» What to do:
Please make an exact transcription of the records, keeping the pictures out of it.

*** Block opens ***

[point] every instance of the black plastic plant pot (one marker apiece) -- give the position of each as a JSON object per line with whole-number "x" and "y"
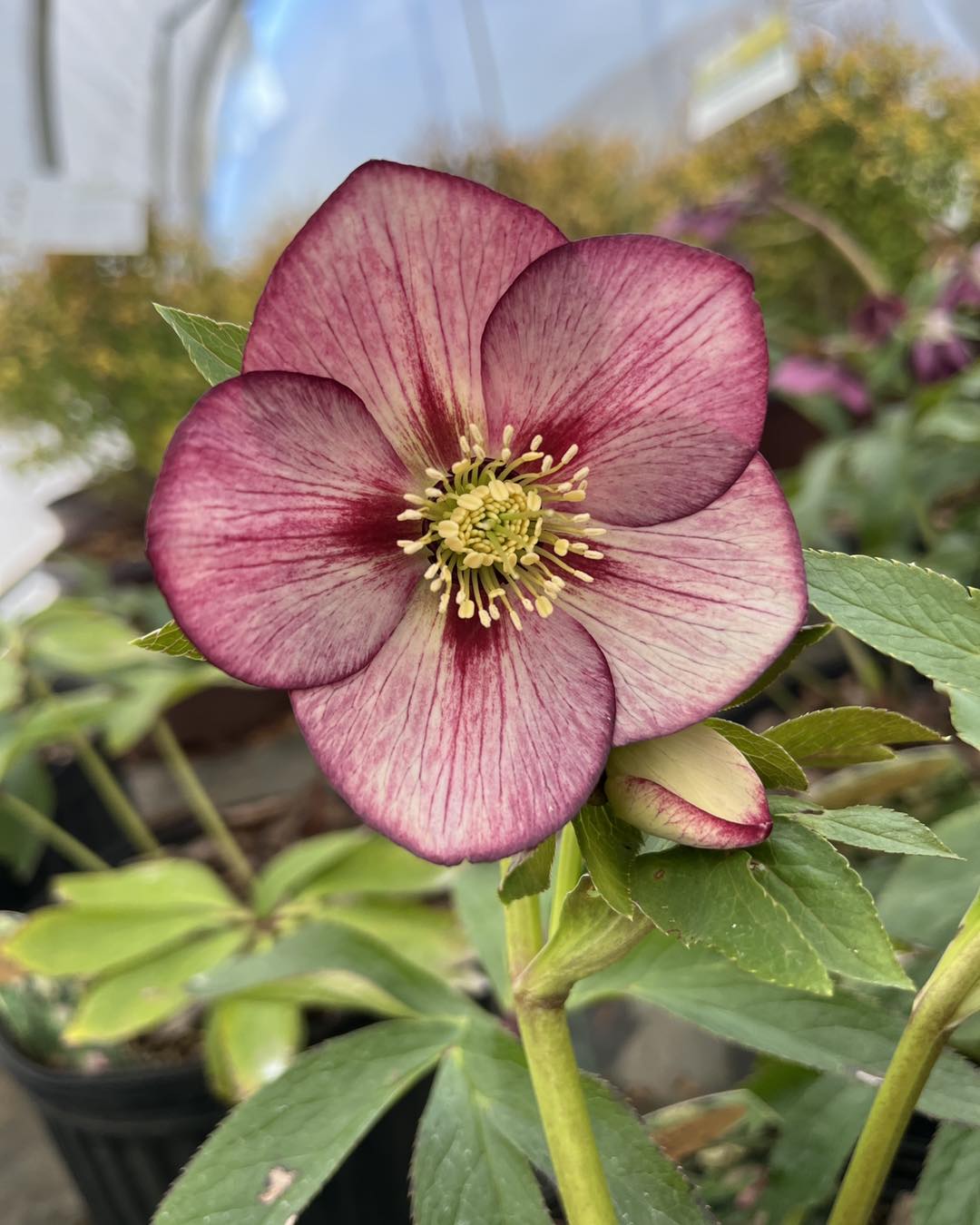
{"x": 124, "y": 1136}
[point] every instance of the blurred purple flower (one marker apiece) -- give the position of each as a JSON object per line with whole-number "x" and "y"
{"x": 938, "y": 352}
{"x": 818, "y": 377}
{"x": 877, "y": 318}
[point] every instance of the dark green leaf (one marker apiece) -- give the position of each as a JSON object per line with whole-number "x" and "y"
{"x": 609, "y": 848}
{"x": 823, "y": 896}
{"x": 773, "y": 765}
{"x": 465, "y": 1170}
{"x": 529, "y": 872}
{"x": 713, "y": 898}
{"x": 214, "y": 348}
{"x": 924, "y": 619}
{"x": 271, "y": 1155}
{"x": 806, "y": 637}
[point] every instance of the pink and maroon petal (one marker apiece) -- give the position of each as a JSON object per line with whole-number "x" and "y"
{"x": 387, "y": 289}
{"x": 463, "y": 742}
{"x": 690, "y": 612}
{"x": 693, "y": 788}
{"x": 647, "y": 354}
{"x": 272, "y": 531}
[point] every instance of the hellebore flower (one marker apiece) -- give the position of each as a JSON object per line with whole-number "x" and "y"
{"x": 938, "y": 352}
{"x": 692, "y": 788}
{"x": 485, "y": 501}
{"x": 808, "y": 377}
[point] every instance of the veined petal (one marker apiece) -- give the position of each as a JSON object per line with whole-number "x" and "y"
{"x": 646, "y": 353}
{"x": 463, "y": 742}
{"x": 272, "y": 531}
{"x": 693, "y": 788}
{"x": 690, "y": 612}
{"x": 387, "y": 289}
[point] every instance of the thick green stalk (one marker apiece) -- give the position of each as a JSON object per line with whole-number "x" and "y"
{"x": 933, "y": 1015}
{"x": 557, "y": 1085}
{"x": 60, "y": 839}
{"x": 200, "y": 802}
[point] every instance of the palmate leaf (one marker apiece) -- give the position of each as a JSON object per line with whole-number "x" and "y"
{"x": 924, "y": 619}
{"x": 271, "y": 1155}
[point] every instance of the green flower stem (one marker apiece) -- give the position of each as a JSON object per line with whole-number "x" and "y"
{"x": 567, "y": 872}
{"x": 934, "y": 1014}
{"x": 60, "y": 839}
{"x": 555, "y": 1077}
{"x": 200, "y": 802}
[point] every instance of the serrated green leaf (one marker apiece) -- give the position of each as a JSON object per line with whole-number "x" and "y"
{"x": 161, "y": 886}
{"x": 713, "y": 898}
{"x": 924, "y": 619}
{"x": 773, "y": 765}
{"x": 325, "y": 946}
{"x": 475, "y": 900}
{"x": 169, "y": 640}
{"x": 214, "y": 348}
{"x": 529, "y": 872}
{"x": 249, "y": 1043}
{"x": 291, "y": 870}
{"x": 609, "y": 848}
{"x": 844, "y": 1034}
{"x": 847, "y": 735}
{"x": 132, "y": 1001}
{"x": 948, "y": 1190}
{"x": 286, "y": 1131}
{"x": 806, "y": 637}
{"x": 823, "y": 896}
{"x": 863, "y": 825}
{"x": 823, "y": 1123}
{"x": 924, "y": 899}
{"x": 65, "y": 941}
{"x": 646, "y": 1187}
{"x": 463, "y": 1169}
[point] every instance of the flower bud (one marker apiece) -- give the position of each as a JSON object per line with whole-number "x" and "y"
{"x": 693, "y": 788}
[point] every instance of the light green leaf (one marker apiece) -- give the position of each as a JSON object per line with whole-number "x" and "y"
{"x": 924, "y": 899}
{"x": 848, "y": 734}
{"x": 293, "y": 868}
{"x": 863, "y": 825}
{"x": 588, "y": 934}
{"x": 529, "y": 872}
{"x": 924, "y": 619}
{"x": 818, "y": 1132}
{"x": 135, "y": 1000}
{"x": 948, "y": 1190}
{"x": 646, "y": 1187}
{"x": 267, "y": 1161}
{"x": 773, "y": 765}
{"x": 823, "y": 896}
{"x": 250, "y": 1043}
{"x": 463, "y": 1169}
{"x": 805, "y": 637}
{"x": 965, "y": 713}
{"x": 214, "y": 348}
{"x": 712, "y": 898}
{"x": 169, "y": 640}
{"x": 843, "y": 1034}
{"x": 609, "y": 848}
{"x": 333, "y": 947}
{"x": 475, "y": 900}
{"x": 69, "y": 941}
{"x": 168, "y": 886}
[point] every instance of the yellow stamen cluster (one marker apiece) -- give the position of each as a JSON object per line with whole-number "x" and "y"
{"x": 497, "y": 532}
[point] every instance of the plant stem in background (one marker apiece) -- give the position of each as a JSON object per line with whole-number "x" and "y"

*** Block closes ***

» Exercise result:
[point] every instance of the black plastic plant pot (one marker apiece) -- give the position of each as a JSON object per line with whole-number "x" and "y"
{"x": 124, "y": 1136}
[point] every instance of the blurred purple flower (one marker apiece) -- give the position of each as a JSON object per line with whole-number "x" and "y"
{"x": 938, "y": 352}
{"x": 818, "y": 377}
{"x": 877, "y": 318}
[point] every instance of the dark green leaf (one marker apiece) -- give the position of each as a JSON object per line with whole-number "x" and "y"
{"x": 609, "y": 848}
{"x": 823, "y": 896}
{"x": 773, "y": 765}
{"x": 465, "y": 1170}
{"x": 529, "y": 872}
{"x": 713, "y": 898}
{"x": 214, "y": 348}
{"x": 924, "y": 619}
{"x": 271, "y": 1155}
{"x": 806, "y": 637}
[point] every instance of the pink and maroon petal (one marker apiece) -- give the position of each as a JSON object per line with whole-number "x" and "y"
{"x": 387, "y": 289}
{"x": 463, "y": 742}
{"x": 690, "y": 612}
{"x": 693, "y": 788}
{"x": 647, "y": 354}
{"x": 272, "y": 531}
[point] every instance of the hellebore flower (one marker apiece) -- give the position of each as a JSON object per line with whole-number "x" and "y"
{"x": 938, "y": 352}
{"x": 692, "y": 788}
{"x": 485, "y": 501}
{"x": 808, "y": 377}
[point] every instance of the veined petal (one marker apiece) -- give the position of each as a JSON object per line with whole-number "x" and "y"
{"x": 646, "y": 353}
{"x": 463, "y": 742}
{"x": 272, "y": 531}
{"x": 693, "y": 788}
{"x": 690, "y": 612}
{"x": 387, "y": 289}
[point] every instance of the thick green stalk (one marker apiece) -- give the position of each as a JSON object per line with whole-number "x" and "y"
{"x": 933, "y": 1015}
{"x": 557, "y": 1085}
{"x": 60, "y": 839}
{"x": 200, "y": 802}
[point] every instance of the palmate leaf (one marker apiece) -- give the position of each as a JSON object per line with whole-number "x" and "y"
{"x": 924, "y": 619}
{"x": 271, "y": 1155}
[point] every instance of the green flower stem (one marker apiece) -- give the position of each as a JSON object per line with whole-number "x" and "y"
{"x": 567, "y": 872}
{"x": 934, "y": 1014}
{"x": 60, "y": 839}
{"x": 555, "y": 1077}
{"x": 200, "y": 802}
[point] every instance of the serrated green leaf (one marker apiece) -- give the position of each as a JSON object per line with whole-number "x" and "y"
{"x": 161, "y": 886}
{"x": 713, "y": 898}
{"x": 924, "y": 619}
{"x": 773, "y": 765}
{"x": 325, "y": 946}
{"x": 475, "y": 900}
{"x": 169, "y": 640}
{"x": 214, "y": 348}
{"x": 529, "y": 872}
{"x": 249, "y": 1043}
{"x": 291, "y": 870}
{"x": 609, "y": 848}
{"x": 844, "y": 1034}
{"x": 847, "y": 735}
{"x": 132, "y": 1001}
{"x": 948, "y": 1190}
{"x": 286, "y": 1131}
{"x": 806, "y": 637}
{"x": 823, "y": 896}
{"x": 863, "y": 825}
{"x": 823, "y": 1123}
{"x": 924, "y": 899}
{"x": 65, "y": 941}
{"x": 646, "y": 1187}
{"x": 463, "y": 1169}
[point] every instance of the flower bud (one marker apiece) -- give the position of each as a JSON object per line with whole-number "x" and "y"
{"x": 693, "y": 788}
[point] every instance of the light green leaf (one marker apiece) -- give the position of each as a JSON object per line with whole-number "x" and "y"
{"x": 924, "y": 899}
{"x": 848, "y": 734}
{"x": 293, "y": 868}
{"x": 863, "y": 825}
{"x": 588, "y": 934}
{"x": 529, "y": 872}
{"x": 924, "y": 619}
{"x": 818, "y": 1132}
{"x": 135, "y": 1000}
{"x": 948, "y": 1190}
{"x": 646, "y": 1187}
{"x": 267, "y": 1161}
{"x": 773, "y": 765}
{"x": 823, "y": 896}
{"x": 250, "y": 1043}
{"x": 463, "y": 1169}
{"x": 805, "y": 637}
{"x": 965, "y": 713}
{"x": 214, "y": 348}
{"x": 712, "y": 898}
{"x": 169, "y": 640}
{"x": 843, "y": 1034}
{"x": 609, "y": 848}
{"x": 333, "y": 947}
{"x": 475, "y": 900}
{"x": 69, "y": 941}
{"x": 168, "y": 886}
[point] every instance of the yellow stamen cluster (one marker apiece) -- give the position of each as a JSON object per line with whole-number "x" and "y"
{"x": 497, "y": 532}
[point] every instance of the plant stem in background (one marker apiece) -- give the position of each as a JSON object per line with whole-number "x" and "y"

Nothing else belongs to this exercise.